A Labour County Council will:

  • Improve bus travel and connectivity across the county, working with the Combined Authority Mayor to secure bus-franchising and creation of a reliable bus network, with Bus Priority lanes on key routes.
  • Ensure bus operators upgrade to all electric bus fleets
  • Press for a Fair Fares policy on bus and rail transport to encourage a shift from private car use.
  • Support the introduction of more Park and Ride sites and expand Travel Hubs across the county.
  • Push to continue investment in high-quality strategic cycle routes across the county, segregated wherever possible.
  • Enable more active travel on foot and by bike to become a realistic option by investing more in urban and rural footway and cycle lane repair and maintenance.
  • Expand the School Streets “no car zone” initiatives and ensure permanent funding of school Bikeability training schemes.
  • Expand the number of Residents’ Parking Schemes across Cambridge city
  • Press for the adoption of powers to make pavement parking an offence and investigate the potential for restricting verge parking across the county.
  • Campaign for more rail investment, including completion of the Wisbech-March rail link and Oxford-Cambridge East-West line, with full consultation on Cambridge South rail station.

7. Finance, growth and commercial investment

The council has faced financial challenges due to abolition of national Revenue Support Grant. Its response has been to increase commercial activities and investments and to leverage county assets, with varying degrees of success.

The Council’s wholly-owned subsidiary housing company ‘This Land’, has failed to meet its forecast contribution in any of the last four years or to build a single ‘affordable’ house. It has not built affordable homes for sale and rent across the county; instead focusing on up-market schemes and dabbling in projects outside the county. The Council has not helped to reduce the housing crisis or provide itself with a secure funding stream. Labour will work with partners to establish integrated planning for major sites, enabling affordable housing, transport and infrastructure to protect local communities.

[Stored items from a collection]
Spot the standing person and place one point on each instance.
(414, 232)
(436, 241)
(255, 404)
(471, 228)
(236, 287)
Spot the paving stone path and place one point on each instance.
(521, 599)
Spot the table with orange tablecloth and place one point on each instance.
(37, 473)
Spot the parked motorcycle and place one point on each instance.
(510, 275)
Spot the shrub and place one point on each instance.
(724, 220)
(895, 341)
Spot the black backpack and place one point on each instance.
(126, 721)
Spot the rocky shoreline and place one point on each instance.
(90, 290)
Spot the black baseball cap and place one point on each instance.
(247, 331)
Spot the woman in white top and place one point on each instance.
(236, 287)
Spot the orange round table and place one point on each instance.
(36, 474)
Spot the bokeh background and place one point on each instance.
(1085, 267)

--

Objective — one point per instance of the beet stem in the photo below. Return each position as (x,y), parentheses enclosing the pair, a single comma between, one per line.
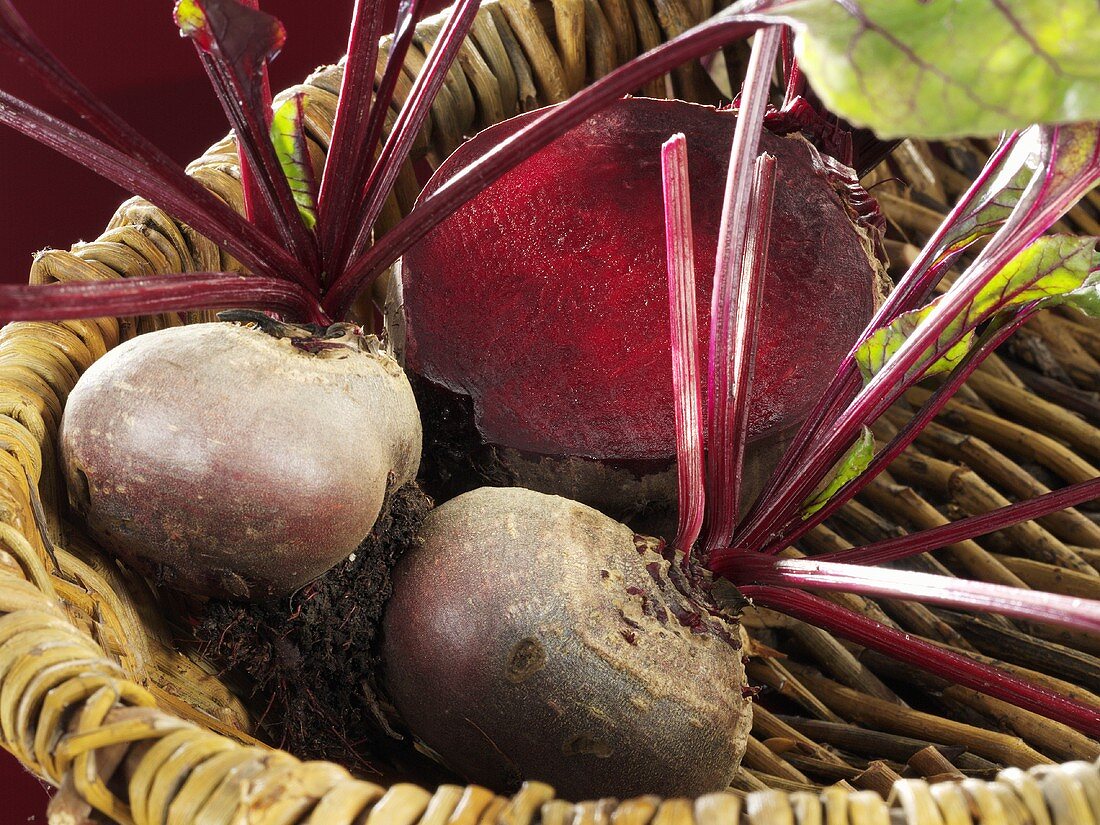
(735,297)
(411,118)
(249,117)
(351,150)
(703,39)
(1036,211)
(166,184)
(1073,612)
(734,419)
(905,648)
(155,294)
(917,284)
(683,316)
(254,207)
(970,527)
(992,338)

-- Exercise 1 --
Name every rail project the manifesto excerpt mentions.
-- Exercise 2 --
In the manifesto excerpt, what is the council's wholly-owned subsidiary housing company called?

-- Answer box 1 --
Wisbech-March rail link
Oxford-Cambridge East-West line
Cambridge South rail station

-- Answer box 2 --
This Land